__Problem requirements__
Give the number of lines in the entries below that hold "yellow", with no accompanying words.

[Data for analysis]

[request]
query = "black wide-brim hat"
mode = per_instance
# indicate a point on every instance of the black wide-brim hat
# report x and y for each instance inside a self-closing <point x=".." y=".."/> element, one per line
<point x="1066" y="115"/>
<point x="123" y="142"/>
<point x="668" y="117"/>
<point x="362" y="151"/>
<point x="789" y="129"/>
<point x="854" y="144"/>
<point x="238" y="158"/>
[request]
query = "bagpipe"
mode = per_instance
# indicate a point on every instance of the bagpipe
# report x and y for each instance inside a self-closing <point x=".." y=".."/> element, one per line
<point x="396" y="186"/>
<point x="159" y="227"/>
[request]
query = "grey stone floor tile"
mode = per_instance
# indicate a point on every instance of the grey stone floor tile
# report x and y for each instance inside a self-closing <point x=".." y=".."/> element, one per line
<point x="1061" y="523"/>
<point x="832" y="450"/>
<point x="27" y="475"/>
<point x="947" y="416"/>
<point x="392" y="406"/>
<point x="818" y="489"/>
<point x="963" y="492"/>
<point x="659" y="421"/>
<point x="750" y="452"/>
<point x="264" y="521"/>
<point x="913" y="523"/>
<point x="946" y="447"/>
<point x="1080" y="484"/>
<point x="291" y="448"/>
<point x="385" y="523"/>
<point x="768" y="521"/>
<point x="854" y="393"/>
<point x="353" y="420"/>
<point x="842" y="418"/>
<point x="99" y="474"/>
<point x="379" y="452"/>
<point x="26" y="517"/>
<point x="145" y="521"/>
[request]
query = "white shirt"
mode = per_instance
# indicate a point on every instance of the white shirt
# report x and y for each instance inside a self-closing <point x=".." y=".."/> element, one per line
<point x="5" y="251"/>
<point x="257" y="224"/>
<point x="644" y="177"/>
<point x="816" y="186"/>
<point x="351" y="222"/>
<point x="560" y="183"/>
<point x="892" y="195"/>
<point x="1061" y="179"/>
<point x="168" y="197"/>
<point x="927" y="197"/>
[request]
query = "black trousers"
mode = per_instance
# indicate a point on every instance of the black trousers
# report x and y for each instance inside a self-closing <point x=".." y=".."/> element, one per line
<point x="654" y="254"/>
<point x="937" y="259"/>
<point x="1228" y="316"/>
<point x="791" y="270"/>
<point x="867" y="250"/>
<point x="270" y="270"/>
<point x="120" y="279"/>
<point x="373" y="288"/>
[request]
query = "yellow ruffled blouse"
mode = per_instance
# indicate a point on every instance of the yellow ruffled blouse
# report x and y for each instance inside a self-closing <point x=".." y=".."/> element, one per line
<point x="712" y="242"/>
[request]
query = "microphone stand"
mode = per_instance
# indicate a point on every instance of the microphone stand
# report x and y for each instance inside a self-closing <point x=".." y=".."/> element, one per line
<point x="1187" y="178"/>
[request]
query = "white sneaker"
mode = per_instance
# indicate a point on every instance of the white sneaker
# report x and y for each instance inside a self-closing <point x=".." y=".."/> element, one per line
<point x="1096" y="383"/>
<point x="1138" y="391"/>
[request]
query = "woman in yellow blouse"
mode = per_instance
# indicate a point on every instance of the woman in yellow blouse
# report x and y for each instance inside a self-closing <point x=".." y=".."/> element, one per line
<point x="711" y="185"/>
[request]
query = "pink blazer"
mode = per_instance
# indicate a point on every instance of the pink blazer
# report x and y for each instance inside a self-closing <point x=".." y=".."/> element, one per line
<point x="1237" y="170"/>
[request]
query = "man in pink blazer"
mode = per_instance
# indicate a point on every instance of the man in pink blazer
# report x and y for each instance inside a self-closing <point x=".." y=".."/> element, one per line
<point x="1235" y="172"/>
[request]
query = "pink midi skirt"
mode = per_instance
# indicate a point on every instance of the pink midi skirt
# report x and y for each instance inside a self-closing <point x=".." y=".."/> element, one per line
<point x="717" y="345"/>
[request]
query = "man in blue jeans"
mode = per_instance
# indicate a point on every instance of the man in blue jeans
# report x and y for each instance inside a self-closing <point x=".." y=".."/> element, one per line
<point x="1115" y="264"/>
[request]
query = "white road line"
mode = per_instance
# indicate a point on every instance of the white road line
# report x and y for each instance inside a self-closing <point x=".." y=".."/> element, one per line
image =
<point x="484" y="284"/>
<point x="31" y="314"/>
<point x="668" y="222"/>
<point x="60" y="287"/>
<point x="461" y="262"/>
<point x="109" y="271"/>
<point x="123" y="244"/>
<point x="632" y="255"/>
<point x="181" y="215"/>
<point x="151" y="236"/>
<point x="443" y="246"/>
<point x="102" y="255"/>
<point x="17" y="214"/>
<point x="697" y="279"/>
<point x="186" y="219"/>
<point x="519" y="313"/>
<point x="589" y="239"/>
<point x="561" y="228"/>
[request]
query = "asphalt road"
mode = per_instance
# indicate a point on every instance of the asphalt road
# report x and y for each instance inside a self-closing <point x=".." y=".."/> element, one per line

[/Data for analysis]

__Exercise response__
4